Actions to take:
1. Write out the stretch of the agreement text from "Conditions to Initial" through "documents contemplated hereby.", copying it word for word.
2. According to the agreement text, where is the Company's owned Property covered by the mortgage or deed of trust located?

Selected text:
════════════════
SECTION 6. Security. The Company’s obligations under this agreement, all Supplements (whenever executed), and all instruments and documents contemplated hereby or thereby, shall be secured by a statutory first lien on all equity which the Company may now own or hereafter acquire in Farm Credit. In addition, the Company agrees to grant to Farm Credit, by means of such instruments and documents as Agent shall reasonably require, a first lien (subject only to exceptions approved in writing by Agent and Permitted Liens, as hereinafter defined) on all personal property of the Company, and on all real property of the Company, whether now existing or hereafter acquired. As additional security for those obligations: (i) the Company agrees to grant to Farm Credit, by means of such instruments and documents as Agent shall reasonably require, a first priority lien on such of its other assets, whether now existing or hereafter acquired, as Agent may from time to time require; and (ii) the Company agrees to grant to Farm Credit, by means of such instruments and documents as Agent shall require, a first priority lien on all realty which the Company may from time to time acquire after the date hereof. Farm Credit may at its discretion assign collateral to the Agent under the Agency Agreement.

 

SECTION 7. Conditions Precedent.

 

(A)

Conditions to Initial Supplement. Farm Credit’s obligation to extend credit under the initial Supplement hereto is subject to the conditions precedent that Agent receive, in form and content satisfactory to Agent, each of the following:

 

2

 

 


(i)

This Agreement, Etc. A duly executed copy of this agreement and all instruments and documents contemplated hereby.

 

(ii)

Security Agreement. A security agreement granting to Farm Credit a first lien (subject only to exceptions approved in writing by Agent and Permitted Liens) on all personal property of the Company, whether now owned or hereafter acquired.

 

(iii)

Mortgage/Deed of Trust. A mortgage or deed of trust granting to Farm Credit a first lien (subject only to exceptions approved in writing by Agent and Permitted Liens) on the Company’s owned Property (as that term is defined in the applicable Supplements) located near Rives, Tennessee.

 

(iv)

Title Commitment/Policy. A commitment from a title insurance company acceptable to Agent to issue an ALTA lender’s policy of title insurance in the face amount of $100,000,000.00 insuring the Company’s Mortgage or Deed of Trust to Farm Credit as a first priority lien on the property encumbered thereby, subject only to exceptions approved in writing by Agent. The Company agrees to pay the cost of such commitment and the related policy, together with such endorsements as may be reasonably requested by Agent, and also agrees that if, for any reason, a final policy is not issued by the date that is ninety (90) days after the date of this agreement or such later date as may be agreeable to Agent, then an “Event of Default” shall be deemed to have occurred under this agreement.

 

(v)
════════════════
Provided information:
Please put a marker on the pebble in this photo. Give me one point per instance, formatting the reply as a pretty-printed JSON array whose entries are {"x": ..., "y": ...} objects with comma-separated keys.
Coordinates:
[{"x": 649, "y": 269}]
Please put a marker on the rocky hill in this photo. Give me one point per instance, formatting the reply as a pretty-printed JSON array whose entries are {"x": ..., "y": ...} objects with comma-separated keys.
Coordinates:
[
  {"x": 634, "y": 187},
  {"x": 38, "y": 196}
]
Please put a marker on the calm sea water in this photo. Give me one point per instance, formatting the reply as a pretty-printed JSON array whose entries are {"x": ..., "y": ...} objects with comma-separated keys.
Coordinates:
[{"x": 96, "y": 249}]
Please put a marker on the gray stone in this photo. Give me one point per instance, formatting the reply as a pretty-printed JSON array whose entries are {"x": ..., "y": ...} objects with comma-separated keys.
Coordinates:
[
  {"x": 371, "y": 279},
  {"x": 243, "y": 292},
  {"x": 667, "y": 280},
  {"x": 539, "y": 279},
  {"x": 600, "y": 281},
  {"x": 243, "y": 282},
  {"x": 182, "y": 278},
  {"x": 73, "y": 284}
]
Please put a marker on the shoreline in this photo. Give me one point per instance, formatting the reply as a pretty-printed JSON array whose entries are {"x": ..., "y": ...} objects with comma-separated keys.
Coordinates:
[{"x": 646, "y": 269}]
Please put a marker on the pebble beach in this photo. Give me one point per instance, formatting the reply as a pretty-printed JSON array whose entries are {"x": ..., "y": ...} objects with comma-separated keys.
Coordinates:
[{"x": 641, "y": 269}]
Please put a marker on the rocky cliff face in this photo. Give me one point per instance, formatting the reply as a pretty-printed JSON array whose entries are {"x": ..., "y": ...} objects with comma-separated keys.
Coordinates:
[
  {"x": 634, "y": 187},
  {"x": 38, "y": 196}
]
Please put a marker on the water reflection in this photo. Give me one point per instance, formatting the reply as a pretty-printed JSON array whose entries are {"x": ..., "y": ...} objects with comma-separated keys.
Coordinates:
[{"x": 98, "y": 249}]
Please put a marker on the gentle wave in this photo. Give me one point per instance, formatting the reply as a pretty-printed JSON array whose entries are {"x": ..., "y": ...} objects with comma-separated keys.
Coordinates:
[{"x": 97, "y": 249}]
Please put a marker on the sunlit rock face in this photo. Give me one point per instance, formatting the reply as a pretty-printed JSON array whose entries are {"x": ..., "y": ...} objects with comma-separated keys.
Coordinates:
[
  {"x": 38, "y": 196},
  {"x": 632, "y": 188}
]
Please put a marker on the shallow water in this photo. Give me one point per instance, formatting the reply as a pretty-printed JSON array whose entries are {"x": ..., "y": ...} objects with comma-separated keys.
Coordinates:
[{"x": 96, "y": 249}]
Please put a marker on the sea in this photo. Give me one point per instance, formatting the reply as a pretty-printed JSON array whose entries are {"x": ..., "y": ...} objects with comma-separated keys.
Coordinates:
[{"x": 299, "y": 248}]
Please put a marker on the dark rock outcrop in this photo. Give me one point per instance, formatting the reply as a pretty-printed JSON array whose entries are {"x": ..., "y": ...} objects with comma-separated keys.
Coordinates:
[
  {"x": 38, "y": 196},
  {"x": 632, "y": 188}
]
════════════════
Replies:
1.
Conditions to Initial Supplement. Farm Credit’s obligation to extend credit under the initial Supplement hereto is subject to the conditions precedent that Agent receive, in form and content satisfactory to Agent, each of the following:

 

2

 

 


(i)

This Agreement, Etc. A duly executed copy of this agreement and all instruments and documents contemplated hereby.

2. Near Rives, Tennessee.